Instructions:
A. Rewrite the passage about Capa's photograph, beginning at the words "The Picture of the Last Man to Die is" and stopping after "II in Europe.", with "black and white" changed to "monochrome".
B. Does each statement agree with the passage about Capa's photograph? Answer yes or no, and quote the deciding words. (i) Bowman was born in Rochester, New York. (ii) Riggs was still firing the gun when Bowman was shot. (iii) The photographs appeared in Life magazine on 14 May 1945.

Provided text:
━━━━━━━━

The Picture of the Last Man to Die is a black and white photograph taken by Robert Capa during the battle for Leipzig, representing an American soldier, Raymond J. Bowman, aged 21 years old, after being killed by a German sniper, on 18 April 1945, shortly before the end of World War II in Europe.

History
Raymond J. Bowman was an American soldier born in Rochester, New York, who had arrived to Great Britain in January 1944, in preparation for Operation Overlord. After his landing, he served and was wounded in France, on 3 August 1944. He also served in Belgium and Germany. He reached the rank of private first class during this time. He was a member of a platoon of machine gunners who entered a building in Leipzig, and set positions to cover foot soldiers of the U.S. 2nd Infantry who were arriving to a bridge. Soldiers Bowman and Lehman Riggs, of Cookeville, TN, took positions in an open balcony with a clear view of the bridge. One fired the gun, while the other soldier fed it. Riggs came inside, leaving Bowman alone firing the gun. When he was reloading the gun, he was shot in the cheek by a sniper's bullet who came from the street below and he crumpled on the floor, already dead.
    
War photographer Robert Capa climbed through the balcony window to the flat, where he took a picture of the dead soldier, who laid in the open door, still with the Luftwaffe sheepskin helmet he had looted on his head. He took other pictures showing how his blood spread on the floor, while other soldiers attended to him and to his fellow gunner.

The photographs were published on the Life magazine on 14 May 1945, shortly after Germany surrender, with the caption The Picture of the Last Man to Die, which became his official title. They became some of the most iconic images of the World War II.

━━━━━━━━

Rows:
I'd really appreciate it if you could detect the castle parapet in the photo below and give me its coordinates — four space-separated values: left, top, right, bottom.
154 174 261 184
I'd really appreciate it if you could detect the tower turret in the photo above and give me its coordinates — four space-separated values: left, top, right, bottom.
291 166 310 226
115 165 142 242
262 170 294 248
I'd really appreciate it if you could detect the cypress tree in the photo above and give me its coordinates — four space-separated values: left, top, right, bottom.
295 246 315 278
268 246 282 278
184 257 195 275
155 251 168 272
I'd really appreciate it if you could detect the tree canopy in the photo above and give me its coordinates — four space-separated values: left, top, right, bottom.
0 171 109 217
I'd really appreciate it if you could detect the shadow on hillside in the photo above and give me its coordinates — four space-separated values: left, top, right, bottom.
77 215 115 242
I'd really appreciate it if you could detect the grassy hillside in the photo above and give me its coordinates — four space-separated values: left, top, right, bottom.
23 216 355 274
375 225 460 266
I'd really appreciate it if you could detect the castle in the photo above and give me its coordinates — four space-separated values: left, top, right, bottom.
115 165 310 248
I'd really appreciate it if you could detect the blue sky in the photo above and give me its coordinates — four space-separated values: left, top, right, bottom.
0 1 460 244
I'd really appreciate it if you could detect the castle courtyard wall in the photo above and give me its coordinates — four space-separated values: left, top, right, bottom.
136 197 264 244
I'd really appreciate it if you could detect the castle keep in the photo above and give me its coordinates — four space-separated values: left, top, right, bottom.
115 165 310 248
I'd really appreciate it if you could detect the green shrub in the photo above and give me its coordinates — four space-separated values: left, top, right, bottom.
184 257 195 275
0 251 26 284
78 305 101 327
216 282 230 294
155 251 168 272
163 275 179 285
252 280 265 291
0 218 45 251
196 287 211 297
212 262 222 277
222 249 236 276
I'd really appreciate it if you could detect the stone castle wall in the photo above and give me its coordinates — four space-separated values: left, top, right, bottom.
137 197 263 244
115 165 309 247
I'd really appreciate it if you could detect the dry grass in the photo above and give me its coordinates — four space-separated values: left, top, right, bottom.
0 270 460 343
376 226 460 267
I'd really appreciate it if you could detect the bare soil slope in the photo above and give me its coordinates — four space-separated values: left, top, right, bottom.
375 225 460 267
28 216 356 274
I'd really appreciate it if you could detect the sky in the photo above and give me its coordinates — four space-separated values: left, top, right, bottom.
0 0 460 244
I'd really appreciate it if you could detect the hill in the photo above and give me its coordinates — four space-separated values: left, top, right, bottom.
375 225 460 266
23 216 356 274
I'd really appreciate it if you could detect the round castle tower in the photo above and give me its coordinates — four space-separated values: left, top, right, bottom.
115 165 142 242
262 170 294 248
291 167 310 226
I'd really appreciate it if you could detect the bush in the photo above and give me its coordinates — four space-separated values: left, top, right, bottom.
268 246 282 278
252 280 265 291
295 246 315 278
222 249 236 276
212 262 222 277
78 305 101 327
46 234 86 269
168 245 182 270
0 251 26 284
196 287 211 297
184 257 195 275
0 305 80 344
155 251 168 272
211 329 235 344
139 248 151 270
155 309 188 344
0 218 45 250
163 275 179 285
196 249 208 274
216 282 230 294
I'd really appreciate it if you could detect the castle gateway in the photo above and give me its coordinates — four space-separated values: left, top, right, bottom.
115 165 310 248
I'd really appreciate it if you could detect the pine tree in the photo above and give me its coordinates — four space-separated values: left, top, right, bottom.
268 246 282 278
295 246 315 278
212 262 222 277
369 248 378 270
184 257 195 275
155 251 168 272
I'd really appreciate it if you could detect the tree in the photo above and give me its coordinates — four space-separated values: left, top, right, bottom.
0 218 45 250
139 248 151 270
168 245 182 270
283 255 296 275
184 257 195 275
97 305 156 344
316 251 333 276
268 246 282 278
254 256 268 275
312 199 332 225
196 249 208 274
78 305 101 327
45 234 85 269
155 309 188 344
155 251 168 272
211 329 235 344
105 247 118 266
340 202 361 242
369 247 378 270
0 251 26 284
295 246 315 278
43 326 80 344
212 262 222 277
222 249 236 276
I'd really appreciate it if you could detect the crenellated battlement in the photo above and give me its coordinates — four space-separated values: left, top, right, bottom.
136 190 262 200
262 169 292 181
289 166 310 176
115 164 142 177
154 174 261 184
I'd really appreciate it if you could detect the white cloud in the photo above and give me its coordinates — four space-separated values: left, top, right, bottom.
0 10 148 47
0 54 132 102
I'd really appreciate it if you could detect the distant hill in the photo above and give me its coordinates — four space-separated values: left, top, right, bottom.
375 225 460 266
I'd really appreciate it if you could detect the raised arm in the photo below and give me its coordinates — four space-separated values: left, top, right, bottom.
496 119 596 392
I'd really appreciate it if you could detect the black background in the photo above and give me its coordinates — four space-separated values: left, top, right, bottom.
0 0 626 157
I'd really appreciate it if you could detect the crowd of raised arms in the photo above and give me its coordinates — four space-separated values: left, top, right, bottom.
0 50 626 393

━━━━━━━━

Answers provided:
A.
The Picture of the Last Man to Die is a monochrome photograph taken by Robert Capa during the battle for Leipzig, representing an American soldier, Raymond J. Bowman, aged 21 years old, after being killed by a German sniper, on 18 April 1945, shortly before the end of World War II in Europe.

B.
(i) Yes: "born in Rochester, New York"
(ii) No: "Riggs came inside, leaving Bowman alone firing the gun."
(iii) Yes: "The photographs were published on the Life magazine on 14 May 1945"